Wanneer is er handelsnaaminbreuk?

Er is sprake van handelsnaam-inbreuk indien bij het publiek verwarring tussen de respectievelijke ondernemingen te duchten is (art. 5 Hnw). De mate van gelijkenis wordt gezien als één van de factoren die het verwarringsgevaar bepalen. Andere factoren zijn: plaats van vestiging, karakter van de vestigingsplaats en de status van de onderneming. Met andere woorden: het komt aan op de relevante markt. De opsom-ming van verwarringsfactoren in artikel 5 HNW is niet limitatief: de rechter moet rekening houden met alle omstandigheden die van invloed zijn op het verwarringsgevaar.
******
* [Opdrachten]
[A] Kloppen deze uitspraken met de tekst over handelsnaaminbreuk? (i) De mate van gelijkenis is de enige factor die het verwarringsgevaar bepaalt. (ii) De plaats van vestiging telt mee bij het verwarringsgevaar. (iii) De rechter moet letten op alle omstandigheden die het verwarringsgevaar beïnvloeden. Zeg bij elke uitspraak ja of nee en citeer de woorden uit de tekst die de doorslag geven.
[B] Noem alle factoren die volgens de tekst over handelsnaaminbreuk het verwarringsgevaar bepalen.
[C] Schrijf de tekst over handelsnaaminbreuk verder, na de laatste zin.
******
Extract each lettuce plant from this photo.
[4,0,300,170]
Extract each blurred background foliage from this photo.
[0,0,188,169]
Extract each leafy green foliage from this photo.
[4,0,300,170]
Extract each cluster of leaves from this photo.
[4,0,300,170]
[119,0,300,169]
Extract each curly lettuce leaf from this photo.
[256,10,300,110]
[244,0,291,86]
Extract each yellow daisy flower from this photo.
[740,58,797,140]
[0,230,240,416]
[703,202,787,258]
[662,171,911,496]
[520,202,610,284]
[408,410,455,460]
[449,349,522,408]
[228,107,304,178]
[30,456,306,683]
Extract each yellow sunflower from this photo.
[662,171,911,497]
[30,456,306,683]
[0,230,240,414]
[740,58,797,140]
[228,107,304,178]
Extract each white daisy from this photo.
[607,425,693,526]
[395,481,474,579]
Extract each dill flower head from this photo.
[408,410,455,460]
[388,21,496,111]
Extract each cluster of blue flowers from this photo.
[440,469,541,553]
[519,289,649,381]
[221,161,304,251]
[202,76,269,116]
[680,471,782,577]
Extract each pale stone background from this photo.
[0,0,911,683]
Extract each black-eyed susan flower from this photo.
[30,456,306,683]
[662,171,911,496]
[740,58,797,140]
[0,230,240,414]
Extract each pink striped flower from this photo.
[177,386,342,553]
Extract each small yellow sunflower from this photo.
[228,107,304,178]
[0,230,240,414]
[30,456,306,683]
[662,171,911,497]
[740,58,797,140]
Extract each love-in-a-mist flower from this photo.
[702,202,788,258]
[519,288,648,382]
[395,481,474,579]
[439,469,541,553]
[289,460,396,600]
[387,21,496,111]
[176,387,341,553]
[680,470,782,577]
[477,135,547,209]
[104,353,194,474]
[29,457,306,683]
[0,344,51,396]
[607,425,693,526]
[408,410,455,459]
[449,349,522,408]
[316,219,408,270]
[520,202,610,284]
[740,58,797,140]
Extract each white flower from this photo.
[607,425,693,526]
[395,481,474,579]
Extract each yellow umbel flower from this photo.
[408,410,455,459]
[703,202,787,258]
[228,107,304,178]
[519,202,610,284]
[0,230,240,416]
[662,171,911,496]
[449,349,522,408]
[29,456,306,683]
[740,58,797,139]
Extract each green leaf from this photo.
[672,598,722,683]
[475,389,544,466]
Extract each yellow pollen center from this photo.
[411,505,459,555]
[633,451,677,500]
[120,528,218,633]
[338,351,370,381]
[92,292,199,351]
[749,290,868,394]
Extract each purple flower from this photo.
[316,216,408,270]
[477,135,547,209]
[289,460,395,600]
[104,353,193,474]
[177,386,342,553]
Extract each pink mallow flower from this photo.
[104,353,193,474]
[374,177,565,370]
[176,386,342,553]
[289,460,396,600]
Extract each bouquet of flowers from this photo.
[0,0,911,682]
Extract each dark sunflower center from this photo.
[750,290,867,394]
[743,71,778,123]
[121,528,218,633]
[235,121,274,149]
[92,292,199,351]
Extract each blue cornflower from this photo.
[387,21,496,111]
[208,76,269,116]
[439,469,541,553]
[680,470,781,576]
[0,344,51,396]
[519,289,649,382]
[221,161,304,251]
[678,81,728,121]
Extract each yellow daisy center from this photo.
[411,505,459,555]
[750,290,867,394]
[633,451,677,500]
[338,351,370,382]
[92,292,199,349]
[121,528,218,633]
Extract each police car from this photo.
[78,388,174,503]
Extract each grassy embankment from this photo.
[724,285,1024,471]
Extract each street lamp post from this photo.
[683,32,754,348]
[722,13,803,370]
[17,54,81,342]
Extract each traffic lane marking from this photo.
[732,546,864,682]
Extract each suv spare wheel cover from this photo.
******
* [Antwoorden]
[A]
(i) Nee: "De mate van gelijkenis wordt gezien als één van de factoren die het verwarringsgevaar bepalen."
(ii) Ja: "Andere factoren zijn: plaats van vestiging"
(iii) Ja: "de rechter moet rekening houden met alle omstandigheden die van invloed zijn op het verwarringsgevaar"

[B]
- de mate van gelijkenis
- plaats van vestiging
- karakter van de vestigingsplaats
- de status van de onderneming

[C]
Inbreuk-eisen

Artikel 5 Hnw stelt een prioriteitseis: de oudere handelsnaam gaat vóór de jongere. Bij het vaststellen van de prioriteit wordt gebruik door een rechtsvoorganger meegeteld. Het artikel gaat uit van twee ondernemingen van verschillende ondernemers. In beginsel is artikel 5 Hnw niet van toepassing als het gaat om vast te stellen wie ge-rechtigd is tot het voeren van één bepaalde handelsnaam. Er moeten twee handelsnamen tegenover elkaar staan en de handelsnaam moet rechtmatig gevoerd worden.

Dat betekent dat hij niet mag worden gevoerd in strijd met voorschriften van de Handelsnaamwet zélf (zoals de artt. 3, 4 en 5b), met andere wetsbepalingen (bijv. art. 2.20 BVIE), met de zorgvuldigheidsnorm van artikel 6:162 BW, of in strijd met een tussen de gedingvoerende partijen bestaande overeenkomst.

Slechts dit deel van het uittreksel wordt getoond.